Task =
Write out the stretch from the start of the material through the line that contains "48, 0, 560, 52", both ends included, matching every character. Leave the pictures out of your answer.

-- begin Records for this exercise --

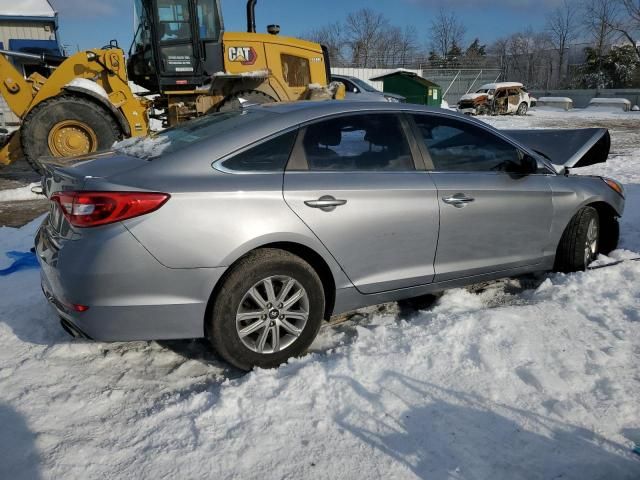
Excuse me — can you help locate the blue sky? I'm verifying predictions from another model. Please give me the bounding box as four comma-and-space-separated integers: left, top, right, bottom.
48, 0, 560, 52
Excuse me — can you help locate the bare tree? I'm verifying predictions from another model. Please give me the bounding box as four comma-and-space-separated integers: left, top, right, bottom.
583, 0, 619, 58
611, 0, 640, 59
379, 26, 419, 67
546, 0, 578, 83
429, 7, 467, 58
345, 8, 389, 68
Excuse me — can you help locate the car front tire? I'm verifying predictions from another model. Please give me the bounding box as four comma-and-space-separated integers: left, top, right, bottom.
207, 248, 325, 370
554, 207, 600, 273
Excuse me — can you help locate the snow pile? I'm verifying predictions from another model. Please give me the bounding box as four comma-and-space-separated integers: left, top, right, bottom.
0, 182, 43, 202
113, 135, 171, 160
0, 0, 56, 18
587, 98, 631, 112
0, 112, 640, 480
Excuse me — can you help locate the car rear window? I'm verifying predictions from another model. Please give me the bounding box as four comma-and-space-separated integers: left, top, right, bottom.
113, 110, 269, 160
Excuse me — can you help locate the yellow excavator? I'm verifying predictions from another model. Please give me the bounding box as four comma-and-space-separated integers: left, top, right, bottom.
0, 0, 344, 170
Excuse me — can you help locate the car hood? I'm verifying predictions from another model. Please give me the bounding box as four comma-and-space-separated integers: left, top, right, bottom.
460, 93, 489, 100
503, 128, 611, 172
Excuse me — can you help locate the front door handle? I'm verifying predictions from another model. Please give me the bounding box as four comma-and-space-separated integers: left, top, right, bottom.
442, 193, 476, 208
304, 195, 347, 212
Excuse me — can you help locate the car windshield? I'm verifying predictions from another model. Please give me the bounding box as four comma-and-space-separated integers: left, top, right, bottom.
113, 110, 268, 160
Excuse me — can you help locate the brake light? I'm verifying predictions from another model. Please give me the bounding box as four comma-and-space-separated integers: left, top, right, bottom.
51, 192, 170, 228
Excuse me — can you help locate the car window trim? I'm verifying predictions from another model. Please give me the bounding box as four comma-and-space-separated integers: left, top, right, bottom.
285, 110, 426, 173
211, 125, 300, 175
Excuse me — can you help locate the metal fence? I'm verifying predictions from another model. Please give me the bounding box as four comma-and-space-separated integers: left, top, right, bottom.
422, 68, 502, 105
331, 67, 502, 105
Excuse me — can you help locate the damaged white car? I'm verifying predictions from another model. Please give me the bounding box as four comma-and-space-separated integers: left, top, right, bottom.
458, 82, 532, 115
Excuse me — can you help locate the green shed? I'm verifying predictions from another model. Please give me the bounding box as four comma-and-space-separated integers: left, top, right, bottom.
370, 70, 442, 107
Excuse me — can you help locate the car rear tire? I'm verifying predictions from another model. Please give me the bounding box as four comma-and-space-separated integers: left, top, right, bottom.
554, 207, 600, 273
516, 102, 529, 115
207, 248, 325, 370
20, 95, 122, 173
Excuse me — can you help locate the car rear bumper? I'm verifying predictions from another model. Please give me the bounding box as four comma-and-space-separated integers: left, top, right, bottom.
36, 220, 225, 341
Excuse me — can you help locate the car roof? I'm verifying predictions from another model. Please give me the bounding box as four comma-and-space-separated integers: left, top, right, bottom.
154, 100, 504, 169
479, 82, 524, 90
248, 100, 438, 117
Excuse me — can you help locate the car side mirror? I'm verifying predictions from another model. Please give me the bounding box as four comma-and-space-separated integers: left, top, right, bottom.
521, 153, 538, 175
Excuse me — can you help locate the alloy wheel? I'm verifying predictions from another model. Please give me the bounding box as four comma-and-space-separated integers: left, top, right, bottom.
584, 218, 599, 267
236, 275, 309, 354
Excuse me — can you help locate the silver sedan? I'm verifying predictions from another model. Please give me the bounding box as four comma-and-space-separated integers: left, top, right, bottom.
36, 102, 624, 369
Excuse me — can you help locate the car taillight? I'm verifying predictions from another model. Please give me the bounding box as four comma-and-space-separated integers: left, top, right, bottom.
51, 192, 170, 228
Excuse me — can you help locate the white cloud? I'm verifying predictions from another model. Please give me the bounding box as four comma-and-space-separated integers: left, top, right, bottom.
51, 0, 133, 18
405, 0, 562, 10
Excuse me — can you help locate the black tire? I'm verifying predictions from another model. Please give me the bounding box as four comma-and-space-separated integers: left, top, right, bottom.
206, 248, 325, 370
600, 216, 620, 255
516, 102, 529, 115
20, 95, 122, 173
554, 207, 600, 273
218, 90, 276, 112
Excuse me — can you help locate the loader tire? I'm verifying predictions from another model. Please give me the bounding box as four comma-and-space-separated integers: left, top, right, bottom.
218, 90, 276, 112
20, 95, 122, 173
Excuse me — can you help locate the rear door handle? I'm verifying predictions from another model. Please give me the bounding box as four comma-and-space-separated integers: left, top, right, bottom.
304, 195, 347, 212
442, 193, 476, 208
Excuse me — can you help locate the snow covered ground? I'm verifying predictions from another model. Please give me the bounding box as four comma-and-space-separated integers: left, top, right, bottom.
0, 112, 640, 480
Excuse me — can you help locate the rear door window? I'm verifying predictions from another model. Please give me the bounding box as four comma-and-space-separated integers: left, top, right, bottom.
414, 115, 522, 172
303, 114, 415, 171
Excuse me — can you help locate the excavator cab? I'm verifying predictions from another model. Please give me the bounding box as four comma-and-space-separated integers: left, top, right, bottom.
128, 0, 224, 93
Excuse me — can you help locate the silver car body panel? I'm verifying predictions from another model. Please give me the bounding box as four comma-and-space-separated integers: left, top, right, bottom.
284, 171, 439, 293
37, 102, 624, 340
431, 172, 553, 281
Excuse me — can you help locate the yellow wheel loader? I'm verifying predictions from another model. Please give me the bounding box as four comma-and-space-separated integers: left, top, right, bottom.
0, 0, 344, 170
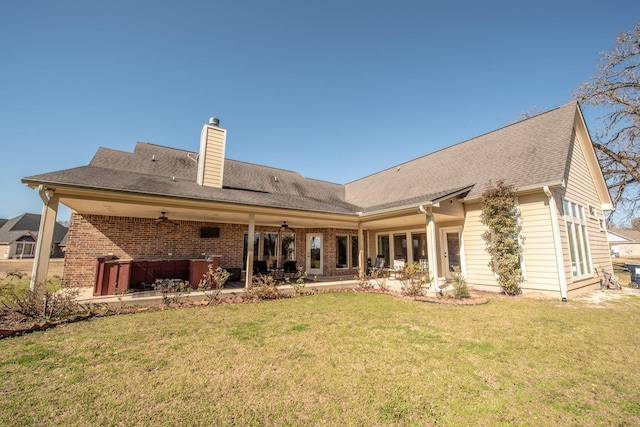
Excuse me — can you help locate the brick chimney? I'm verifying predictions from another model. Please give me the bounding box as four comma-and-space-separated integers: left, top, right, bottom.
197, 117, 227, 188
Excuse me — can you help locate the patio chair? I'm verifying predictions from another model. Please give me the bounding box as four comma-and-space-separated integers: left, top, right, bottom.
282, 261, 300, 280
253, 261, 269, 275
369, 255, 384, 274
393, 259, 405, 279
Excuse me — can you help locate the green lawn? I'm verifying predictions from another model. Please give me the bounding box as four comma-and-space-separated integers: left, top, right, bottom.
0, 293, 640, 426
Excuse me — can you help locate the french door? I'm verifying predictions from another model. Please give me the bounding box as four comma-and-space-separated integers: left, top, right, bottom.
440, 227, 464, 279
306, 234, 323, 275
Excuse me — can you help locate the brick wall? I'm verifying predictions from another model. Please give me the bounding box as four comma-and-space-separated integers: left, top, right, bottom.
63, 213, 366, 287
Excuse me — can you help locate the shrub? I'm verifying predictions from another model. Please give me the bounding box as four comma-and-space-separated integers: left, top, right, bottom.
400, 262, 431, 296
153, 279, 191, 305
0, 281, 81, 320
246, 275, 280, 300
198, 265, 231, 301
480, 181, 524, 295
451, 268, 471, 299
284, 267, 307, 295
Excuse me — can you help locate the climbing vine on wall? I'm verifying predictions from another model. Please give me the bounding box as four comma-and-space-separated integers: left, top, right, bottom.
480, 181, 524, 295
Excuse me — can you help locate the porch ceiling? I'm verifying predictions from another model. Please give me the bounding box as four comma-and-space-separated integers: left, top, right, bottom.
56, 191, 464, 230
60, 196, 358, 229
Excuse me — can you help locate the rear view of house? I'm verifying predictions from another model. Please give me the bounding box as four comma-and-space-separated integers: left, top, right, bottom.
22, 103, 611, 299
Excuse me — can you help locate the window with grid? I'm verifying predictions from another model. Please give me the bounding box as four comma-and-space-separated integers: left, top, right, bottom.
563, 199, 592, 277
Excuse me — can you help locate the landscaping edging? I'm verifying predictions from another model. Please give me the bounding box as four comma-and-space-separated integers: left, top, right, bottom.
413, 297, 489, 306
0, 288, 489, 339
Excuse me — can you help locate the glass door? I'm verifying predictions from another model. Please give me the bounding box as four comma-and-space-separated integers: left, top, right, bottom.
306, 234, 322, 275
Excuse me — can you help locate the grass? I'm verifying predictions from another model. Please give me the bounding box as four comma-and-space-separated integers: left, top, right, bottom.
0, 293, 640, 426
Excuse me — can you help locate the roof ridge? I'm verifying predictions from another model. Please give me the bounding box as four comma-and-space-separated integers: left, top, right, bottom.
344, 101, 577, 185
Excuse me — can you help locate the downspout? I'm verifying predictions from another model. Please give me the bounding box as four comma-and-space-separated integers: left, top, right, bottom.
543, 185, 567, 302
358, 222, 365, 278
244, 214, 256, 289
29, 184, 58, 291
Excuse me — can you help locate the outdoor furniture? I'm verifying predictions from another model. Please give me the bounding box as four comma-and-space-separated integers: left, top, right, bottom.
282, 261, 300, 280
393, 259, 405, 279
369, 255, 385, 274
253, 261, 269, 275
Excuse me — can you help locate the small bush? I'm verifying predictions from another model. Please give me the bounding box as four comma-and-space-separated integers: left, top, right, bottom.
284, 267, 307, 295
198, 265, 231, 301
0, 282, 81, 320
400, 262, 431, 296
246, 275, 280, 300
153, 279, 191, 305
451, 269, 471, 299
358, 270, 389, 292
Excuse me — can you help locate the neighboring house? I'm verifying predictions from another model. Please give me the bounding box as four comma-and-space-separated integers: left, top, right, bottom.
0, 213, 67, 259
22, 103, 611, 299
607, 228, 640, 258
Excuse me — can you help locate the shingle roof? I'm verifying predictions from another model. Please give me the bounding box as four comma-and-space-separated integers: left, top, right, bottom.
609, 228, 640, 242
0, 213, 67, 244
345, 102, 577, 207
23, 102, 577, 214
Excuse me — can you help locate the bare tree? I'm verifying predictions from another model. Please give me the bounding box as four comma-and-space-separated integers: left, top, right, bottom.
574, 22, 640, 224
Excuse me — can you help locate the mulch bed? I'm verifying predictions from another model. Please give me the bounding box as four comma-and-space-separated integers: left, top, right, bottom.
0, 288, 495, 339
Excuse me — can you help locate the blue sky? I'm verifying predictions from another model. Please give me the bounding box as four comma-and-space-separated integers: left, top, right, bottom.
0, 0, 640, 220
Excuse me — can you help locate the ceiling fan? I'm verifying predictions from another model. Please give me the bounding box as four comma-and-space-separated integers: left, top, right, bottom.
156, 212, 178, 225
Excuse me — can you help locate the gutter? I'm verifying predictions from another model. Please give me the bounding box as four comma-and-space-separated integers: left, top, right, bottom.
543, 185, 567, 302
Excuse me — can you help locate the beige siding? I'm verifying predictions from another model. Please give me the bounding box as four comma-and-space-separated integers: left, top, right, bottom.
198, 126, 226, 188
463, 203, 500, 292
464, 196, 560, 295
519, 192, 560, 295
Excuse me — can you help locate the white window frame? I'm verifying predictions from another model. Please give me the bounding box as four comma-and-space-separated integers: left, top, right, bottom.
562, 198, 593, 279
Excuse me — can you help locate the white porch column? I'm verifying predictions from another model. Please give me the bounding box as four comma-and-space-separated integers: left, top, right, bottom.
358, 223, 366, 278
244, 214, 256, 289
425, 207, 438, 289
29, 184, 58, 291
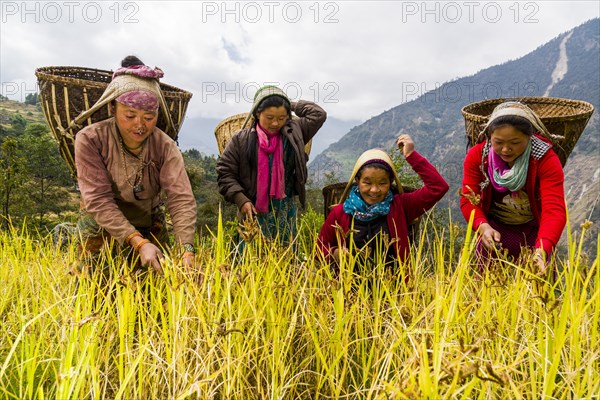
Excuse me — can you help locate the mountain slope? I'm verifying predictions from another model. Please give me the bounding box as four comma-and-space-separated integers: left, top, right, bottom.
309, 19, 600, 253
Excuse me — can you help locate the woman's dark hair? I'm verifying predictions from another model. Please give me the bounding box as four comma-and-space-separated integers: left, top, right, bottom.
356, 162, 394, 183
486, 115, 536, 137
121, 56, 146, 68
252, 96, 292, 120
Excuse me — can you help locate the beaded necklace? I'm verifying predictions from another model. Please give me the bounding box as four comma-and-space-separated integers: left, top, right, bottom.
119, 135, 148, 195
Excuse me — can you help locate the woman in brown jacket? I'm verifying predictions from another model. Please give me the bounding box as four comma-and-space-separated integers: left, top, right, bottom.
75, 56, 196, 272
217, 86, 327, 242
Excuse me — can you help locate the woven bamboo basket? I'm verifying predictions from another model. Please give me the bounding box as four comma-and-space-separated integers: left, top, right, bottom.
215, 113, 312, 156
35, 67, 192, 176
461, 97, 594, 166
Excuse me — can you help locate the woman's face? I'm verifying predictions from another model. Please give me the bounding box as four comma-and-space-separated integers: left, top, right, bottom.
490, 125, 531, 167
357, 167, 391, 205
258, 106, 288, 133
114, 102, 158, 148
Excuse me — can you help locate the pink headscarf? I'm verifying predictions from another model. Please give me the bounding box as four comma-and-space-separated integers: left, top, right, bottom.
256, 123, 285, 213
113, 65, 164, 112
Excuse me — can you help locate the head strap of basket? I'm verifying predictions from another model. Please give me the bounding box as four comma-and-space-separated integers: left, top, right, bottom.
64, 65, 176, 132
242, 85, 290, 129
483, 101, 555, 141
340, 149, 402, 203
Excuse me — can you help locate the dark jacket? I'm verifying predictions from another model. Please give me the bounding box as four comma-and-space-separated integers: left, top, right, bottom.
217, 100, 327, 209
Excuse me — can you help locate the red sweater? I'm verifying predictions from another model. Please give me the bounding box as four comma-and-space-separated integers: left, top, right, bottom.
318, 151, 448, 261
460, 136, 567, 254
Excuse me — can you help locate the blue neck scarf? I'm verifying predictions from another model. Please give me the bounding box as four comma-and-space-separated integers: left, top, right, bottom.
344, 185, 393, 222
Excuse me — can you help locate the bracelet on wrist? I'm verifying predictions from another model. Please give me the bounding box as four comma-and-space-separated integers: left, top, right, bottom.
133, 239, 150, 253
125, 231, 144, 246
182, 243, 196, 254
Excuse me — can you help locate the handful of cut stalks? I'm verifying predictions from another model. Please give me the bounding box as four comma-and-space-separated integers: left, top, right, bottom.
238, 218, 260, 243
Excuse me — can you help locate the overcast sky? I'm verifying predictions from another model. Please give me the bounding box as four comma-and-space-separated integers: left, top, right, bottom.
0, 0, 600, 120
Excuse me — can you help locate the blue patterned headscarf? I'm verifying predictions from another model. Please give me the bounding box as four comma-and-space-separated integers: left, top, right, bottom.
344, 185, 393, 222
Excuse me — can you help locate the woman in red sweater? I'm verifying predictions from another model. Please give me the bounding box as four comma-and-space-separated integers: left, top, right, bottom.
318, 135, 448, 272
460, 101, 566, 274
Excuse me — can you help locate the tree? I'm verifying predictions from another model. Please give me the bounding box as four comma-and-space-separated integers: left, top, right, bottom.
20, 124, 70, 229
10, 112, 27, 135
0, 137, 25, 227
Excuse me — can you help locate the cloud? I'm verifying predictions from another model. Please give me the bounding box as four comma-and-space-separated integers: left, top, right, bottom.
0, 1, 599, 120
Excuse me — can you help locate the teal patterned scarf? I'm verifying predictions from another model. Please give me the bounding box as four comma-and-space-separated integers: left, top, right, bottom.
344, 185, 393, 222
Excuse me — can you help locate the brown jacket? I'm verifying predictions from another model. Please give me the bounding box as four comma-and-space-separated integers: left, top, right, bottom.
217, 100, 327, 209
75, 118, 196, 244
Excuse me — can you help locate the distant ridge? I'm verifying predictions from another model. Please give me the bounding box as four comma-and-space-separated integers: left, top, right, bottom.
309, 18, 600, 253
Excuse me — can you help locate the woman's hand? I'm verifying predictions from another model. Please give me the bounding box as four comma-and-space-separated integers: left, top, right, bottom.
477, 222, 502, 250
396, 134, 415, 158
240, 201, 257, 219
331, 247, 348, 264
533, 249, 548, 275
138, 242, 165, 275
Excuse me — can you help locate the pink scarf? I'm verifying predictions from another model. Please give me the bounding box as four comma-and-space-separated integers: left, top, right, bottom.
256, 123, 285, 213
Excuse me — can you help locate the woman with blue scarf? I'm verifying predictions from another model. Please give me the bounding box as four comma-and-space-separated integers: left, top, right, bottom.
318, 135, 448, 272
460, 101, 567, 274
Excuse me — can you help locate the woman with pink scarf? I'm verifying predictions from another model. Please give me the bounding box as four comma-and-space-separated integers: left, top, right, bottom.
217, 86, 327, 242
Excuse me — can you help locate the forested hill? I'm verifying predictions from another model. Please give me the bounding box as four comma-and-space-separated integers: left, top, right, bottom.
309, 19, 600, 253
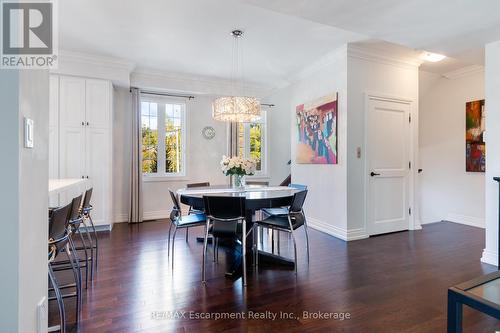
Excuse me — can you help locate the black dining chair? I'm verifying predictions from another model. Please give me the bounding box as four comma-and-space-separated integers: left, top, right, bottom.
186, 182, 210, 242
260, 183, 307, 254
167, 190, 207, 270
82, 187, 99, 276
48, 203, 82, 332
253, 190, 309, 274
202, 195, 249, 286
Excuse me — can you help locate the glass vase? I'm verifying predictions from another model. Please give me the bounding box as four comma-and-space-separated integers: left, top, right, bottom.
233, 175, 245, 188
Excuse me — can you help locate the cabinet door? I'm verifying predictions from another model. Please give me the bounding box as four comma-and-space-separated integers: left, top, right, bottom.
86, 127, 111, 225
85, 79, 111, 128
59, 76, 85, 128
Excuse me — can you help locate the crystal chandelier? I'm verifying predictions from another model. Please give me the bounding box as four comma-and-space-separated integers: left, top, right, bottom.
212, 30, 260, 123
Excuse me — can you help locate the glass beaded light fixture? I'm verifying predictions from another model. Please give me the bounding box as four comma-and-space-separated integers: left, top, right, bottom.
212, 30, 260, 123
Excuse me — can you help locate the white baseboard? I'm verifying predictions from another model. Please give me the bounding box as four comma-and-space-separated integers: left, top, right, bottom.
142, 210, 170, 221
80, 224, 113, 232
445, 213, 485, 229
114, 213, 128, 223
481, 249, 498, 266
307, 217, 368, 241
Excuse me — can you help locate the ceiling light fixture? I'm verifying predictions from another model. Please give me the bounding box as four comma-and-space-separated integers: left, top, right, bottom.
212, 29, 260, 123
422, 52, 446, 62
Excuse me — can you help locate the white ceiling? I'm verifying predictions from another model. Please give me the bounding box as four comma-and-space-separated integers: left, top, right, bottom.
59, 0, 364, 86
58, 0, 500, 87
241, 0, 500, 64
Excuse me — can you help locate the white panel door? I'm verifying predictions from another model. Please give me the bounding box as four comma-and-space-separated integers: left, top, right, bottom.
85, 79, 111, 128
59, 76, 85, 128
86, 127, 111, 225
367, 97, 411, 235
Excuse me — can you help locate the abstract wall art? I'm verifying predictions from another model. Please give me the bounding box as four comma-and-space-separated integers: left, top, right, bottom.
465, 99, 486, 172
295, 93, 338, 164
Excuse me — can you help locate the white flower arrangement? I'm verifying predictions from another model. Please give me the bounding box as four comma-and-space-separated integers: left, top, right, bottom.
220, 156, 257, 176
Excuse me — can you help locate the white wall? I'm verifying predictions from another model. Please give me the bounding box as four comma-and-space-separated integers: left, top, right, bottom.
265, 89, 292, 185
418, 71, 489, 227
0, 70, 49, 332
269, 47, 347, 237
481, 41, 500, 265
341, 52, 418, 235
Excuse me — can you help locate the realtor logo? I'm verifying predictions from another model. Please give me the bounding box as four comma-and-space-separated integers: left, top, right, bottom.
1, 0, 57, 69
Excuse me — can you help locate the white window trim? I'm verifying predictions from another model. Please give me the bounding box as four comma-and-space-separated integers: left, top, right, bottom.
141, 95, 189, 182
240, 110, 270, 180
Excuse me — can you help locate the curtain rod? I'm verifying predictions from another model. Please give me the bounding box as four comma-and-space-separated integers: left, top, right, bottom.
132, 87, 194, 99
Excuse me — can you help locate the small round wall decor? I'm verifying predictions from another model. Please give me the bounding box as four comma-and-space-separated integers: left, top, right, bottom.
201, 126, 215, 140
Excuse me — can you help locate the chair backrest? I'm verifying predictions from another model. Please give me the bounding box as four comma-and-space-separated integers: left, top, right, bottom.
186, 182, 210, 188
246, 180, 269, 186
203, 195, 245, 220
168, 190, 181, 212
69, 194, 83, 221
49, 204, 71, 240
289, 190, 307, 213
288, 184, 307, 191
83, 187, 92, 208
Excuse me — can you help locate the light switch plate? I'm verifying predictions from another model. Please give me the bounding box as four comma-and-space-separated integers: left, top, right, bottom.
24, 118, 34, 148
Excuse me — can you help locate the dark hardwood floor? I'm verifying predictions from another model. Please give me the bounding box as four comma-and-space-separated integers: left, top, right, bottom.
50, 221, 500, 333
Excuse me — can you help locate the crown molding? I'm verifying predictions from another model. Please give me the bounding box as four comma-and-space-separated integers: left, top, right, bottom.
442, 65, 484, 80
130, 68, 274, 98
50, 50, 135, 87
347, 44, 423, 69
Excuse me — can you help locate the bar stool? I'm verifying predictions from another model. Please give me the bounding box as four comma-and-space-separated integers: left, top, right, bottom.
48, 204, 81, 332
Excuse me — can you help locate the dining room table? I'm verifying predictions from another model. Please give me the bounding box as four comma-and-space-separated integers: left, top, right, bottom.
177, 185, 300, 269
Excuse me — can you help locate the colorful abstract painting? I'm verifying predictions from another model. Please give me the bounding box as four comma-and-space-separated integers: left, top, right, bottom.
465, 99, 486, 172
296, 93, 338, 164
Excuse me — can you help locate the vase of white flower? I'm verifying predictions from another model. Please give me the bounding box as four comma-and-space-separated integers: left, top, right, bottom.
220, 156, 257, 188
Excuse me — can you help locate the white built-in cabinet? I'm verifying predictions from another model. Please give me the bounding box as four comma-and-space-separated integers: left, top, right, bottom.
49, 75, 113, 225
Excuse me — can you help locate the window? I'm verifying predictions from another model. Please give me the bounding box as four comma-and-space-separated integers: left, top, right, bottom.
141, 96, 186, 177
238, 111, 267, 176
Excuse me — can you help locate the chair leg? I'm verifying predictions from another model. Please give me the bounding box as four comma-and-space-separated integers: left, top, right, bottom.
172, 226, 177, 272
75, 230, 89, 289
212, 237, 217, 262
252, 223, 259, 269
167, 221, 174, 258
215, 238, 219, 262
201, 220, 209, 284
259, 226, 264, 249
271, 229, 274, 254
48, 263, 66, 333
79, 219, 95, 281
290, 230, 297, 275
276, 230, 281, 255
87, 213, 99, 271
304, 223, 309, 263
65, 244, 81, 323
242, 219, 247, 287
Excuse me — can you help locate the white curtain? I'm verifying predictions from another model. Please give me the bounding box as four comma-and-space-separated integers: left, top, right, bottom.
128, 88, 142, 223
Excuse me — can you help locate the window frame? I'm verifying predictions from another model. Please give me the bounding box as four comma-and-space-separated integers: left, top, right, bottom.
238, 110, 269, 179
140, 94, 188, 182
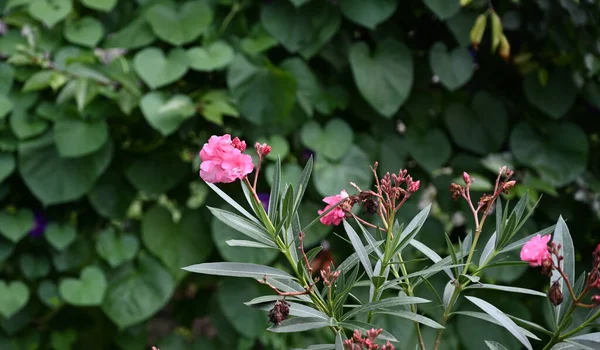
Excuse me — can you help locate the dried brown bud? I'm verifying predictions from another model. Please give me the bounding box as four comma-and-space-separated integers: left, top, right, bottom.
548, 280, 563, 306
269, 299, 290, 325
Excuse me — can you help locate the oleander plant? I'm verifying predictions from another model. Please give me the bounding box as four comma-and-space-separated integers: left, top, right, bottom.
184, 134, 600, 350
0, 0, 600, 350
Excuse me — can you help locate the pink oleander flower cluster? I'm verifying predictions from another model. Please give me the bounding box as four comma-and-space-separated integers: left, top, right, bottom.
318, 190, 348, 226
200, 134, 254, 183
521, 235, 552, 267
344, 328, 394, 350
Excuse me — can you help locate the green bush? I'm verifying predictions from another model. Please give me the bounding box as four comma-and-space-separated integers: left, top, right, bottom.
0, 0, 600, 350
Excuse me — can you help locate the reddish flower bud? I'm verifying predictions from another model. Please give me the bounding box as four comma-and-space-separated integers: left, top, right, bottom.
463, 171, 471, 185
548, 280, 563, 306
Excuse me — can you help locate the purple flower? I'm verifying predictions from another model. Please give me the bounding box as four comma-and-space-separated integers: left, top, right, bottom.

-- end Records for this exercise --

Task output =
Excuse me — can you help locate the blue sky? I'm verifying predictions from another model. Please give me the bounding box as four comma-and-space-separated integers: left, top, right, bottom.
48, 0, 560, 52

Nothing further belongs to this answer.